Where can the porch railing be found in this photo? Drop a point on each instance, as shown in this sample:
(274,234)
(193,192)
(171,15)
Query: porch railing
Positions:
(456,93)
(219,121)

• [Task] Reproduce the rows above line for line, with no changes.

• [Response to the task]
Where can the porch railing be found in this photo? Drop a point on each instance, as shown in this sample:
(274,234)
(193,192)
(171,15)
Query: porch railing
Positions:
(456,93)
(219,121)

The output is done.